▸ Task brief:
For this task, retype the records below exactly.

▸ Task input:
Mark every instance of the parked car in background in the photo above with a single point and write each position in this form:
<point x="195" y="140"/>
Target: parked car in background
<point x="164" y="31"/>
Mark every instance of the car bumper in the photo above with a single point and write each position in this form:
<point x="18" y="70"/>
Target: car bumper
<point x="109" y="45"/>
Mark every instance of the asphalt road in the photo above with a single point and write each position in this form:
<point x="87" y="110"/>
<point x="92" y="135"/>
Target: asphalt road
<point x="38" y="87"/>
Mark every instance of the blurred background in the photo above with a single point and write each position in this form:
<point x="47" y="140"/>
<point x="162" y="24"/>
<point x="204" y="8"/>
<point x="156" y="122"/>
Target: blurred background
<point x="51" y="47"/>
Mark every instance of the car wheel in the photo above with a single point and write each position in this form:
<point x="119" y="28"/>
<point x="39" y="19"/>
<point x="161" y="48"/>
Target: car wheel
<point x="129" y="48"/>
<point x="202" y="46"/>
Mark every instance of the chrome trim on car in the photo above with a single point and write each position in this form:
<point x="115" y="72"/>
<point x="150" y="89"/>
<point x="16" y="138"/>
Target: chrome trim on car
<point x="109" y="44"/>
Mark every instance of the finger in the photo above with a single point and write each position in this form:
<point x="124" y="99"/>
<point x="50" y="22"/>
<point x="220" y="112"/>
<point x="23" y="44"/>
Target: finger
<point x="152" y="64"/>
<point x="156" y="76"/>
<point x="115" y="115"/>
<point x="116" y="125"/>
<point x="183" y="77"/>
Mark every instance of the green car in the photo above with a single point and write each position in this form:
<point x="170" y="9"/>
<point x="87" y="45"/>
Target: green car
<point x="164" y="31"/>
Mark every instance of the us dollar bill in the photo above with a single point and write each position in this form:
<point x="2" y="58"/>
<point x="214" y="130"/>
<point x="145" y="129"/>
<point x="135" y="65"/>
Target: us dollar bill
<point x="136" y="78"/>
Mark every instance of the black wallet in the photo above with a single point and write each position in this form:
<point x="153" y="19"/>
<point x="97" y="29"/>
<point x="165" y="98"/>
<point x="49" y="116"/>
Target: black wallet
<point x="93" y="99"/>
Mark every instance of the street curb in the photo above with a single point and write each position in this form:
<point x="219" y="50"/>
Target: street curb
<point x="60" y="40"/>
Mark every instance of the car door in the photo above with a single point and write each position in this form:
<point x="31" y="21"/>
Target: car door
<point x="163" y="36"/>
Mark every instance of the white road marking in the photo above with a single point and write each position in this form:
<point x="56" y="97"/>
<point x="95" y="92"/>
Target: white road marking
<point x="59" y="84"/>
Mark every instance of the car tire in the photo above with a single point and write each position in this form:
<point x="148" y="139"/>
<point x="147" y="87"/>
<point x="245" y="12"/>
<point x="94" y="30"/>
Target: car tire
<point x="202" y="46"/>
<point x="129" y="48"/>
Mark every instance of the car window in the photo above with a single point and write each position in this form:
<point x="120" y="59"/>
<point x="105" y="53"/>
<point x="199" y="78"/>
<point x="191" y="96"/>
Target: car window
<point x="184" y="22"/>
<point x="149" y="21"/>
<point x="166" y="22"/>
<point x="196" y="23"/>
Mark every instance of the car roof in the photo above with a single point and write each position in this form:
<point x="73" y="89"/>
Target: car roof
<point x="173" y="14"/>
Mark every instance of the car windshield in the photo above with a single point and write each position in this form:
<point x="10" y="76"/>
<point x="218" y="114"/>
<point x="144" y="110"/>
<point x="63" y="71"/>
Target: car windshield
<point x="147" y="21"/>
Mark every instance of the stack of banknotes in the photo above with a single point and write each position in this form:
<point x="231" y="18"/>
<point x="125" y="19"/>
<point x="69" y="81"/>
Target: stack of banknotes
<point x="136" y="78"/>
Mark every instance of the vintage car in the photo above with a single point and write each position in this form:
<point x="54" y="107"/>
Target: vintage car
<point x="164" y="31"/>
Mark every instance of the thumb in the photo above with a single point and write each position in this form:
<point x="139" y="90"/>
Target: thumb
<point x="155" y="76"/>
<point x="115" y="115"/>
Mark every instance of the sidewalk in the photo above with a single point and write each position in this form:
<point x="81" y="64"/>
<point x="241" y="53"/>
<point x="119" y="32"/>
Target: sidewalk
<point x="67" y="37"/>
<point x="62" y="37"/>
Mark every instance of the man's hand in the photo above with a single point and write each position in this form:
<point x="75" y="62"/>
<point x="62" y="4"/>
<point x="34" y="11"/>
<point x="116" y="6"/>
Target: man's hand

▸ Result for this task:
Mark every instance of the parked car in background in the photo above with a single point and write each position in this form:
<point x="195" y="140"/>
Target: parked car in background
<point x="164" y="31"/>
Mark every instance of the car bumper in the photo above with a single point and write each position in this form:
<point x="18" y="70"/>
Target: car bumper
<point x="109" y="45"/>
Mark every instance of the asphalt road in the photo above with a single point and write each position in this form:
<point x="87" y="110"/>
<point x="92" y="135"/>
Target: asphalt road
<point x="38" y="87"/>
Mark every instance of the blurred background in the photo above with a single point and write each position in this form:
<point x="47" y="140"/>
<point x="162" y="24"/>
<point x="204" y="8"/>
<point x="156" y="122"/>
Target: blurred background
<point x="51" y="47"/>
Mark every instance of the car wheel in the photo above with a single point and write each position in this form:
<point x="119" y="28"/>
<point x="39" y="19"/>
<point x="161" y="48"/>
Target: car wheel
<point x="129" y="48"/>
<point x="202" y="46"/>
Mark every instance of the chrome trim on car in the photo above with a single point and write each position in this form:
<point x="115" y="72"/>
<point x="150" y="89"/>
<point x="16" y="138"/>
Target: chrome trim on car
<point x="109" y="44"/>
Mark every instance of the finger in the photo above with a single point and write each position in this form:
<point x="124" y="99"/>
<point x="50" y="22"/>
<point x="220" y="112"/>
<point x="23" y="44"/>
Target: finger
<point x="152" y="64"/>
<point x="156" y="76"/>
<point x="115" y="115"/>
<point x="116" y="125"/>
<point x="183" y="77"/>
Mark every instance of the green car in the photo above with a single point and write each position in this form:
<point x="170" y="9"/>
<point x="87" y="45"/>
Target: green car
<point x="164" y="31"/>
Mark every instance of the us dollar bill in the photo above with a single point and write each position in this form:
<point x="2" y="58"/>
<point x="214" y="130"/>
<point x="145" y="129"/>
<point x="135" y="65"/>
Target: us dollar bill
<point x="136" y="78"/>
Mark every instance of the black wallet in the photo above with a single point and write each position in this form:
<point x="153" y="19"/>
<point x="97" y="29"/>
<point x="165" y="98"/>
<point x="49" y="116"/>
Target: black wallet
<point x="93" y="99"/>
Mark every instance of the street curb in the photo above with a single point and write each position in this form:
<point x="219" y="50"/>
Target: street curb
<point x="60" y="40"/>
Mark every instance of the car door in the photo above with a single point and write each position in this form:
<point x="31" y="21"/>
Target: car door
<point x="163" y="36"/>
Mark every instance of the white road marking in the photo above with a single point and write each position in this form:
<point x="56" y="97"/>
<point x="95" y="92"/>
Target: white road marking
<point x="59" y="84"/>
Mark every instance of the car tire in the photo above with a single point and write each position in this form:
<point x="148" y="139"/>
<point x="147" y="87"/>
<point x="245" y="12"/>
<point x="94" y="30"/>
Target: car tire
<point x="202" y="46"/>
<point x="129" y="48"/>
Mark every instance of the car window in the photo above with a single point and write each position in this form:
<point x="120" y="59"/>
<point x="105" y="53"/>
<point x="199" y="78"/>
<point x="191" y="96"/>
Target: car window
<point x="184" y="22"/>
<point x="149" y="21"/>
<point x="166" y="22"/>
<point x="196" y="23"/>
Mark every instance of the car roof in the photo above with a single point and write each position in this form:
<point x="73" y="89"/>
Target: car roof
<point x="173" y="14"/>
Mark every instance of the car windshield in the photo above with a single point and write each position in this form:
<point x="10" y="76"/>
<point x="218" y="114"/>
<point x="144" y="110"/>
<point x="63" y="71"/>
Target: car windshield
<point x="147" y="21"/>
Mark every instance of the stack of banknotes in the photo above with a single point and write each position in this form:
<point x="231" y="18"/>
<point x="125" y="19"/>
<point x="69" y="81"/>
Target: stack of banknotes
<point x="136" y="78"/>
Mark every instance of the vintage car in the photo above with a single point and write each position in this form:
<point x="54" y="107"/>
Target: vintage car
<point x="164" y="31"/>
Mark every instance of the thumb in the photo above with a single point and write each position in this form:
<point x="139" y="90"/>
Target: thumb
<point x="155" y="76"/>
<point x="115" y="115"/>
Mark every instance of the sidewalk in the photo above with a single point and write each position in this form:
<point x="81" y="64"/>
<point x="241" y="53"/>
<point x="119" y="32"/>
Target: sidewalk
<point x="67" y="37"/>
<point x="62" y="37"/>
Mark every instance of the man's hand in the photo above with a single point and write each position in this form:
<point x="75" y="62"/>
<point x="62" y="4"/>
<point x="34" y="11"/>
<point x="116" y="6"/>
Target: man's hand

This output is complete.